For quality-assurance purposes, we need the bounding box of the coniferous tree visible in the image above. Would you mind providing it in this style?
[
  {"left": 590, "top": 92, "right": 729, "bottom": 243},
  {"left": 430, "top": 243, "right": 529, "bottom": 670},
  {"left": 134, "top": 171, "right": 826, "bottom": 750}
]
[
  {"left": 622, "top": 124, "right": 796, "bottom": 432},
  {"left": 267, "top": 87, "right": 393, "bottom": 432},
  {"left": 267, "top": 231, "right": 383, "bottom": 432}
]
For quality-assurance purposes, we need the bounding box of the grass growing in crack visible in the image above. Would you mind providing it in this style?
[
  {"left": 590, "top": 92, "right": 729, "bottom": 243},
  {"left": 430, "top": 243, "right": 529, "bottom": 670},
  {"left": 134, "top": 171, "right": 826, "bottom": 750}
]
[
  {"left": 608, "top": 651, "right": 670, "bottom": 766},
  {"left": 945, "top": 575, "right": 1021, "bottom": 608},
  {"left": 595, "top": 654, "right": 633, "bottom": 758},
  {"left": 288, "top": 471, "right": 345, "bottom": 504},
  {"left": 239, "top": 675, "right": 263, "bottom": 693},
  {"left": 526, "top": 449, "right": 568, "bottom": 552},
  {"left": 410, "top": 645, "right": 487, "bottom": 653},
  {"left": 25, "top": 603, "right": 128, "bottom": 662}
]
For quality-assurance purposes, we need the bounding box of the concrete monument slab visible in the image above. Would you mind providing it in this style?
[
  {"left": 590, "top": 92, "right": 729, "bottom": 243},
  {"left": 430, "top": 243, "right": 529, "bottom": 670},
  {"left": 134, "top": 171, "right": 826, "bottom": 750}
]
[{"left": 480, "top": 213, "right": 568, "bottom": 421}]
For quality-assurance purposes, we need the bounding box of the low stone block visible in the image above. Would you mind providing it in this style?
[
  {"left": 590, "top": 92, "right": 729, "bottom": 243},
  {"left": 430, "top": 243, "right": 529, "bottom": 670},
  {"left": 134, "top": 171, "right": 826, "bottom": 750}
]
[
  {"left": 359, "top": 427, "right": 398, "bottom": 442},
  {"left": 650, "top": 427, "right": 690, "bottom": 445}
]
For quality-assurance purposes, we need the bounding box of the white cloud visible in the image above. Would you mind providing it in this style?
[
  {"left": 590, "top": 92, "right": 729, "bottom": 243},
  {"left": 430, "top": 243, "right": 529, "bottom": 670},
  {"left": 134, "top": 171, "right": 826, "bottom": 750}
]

> _Task prompt_:
Reproduce the rows starting at the line containing "the low stone" and ending at the last row, requests included. Raise every bounding-box coordinate in the answers by 97, and leave the requests and their format samples unchanged.

> _Problem solution_:
For quality-assurance purposes, we need the bounding box of the low stone block visible in the image above. Would you mind providing it in this style?
[
  {"left": 590, "top": 92, "right": 729, "bottom": 243},
  {"left": 430, "top": 243, "right": 529, "bottom": 670},
  {"left": 134, "top": 171, "right": 826, "bottom": 750}
]
[
  {"left": 456, "top": 524, "right": 495, "bottom": 539},
  {"left": 747, "top": 524, "right": 787, "bottom": 542}
]
For quality-assurance purposes, we need the bounding box of the white cloud visible in the image above. Would you mind providing it in this style?
[
  {"left": 590, "top": 92, "right": 729, "bottom": 243},
  {"left": 430, "top": 243, "right": 529, "bottom": 670},
  {"left": 134, "top": 171, "right": 826, "bottom": 750}
]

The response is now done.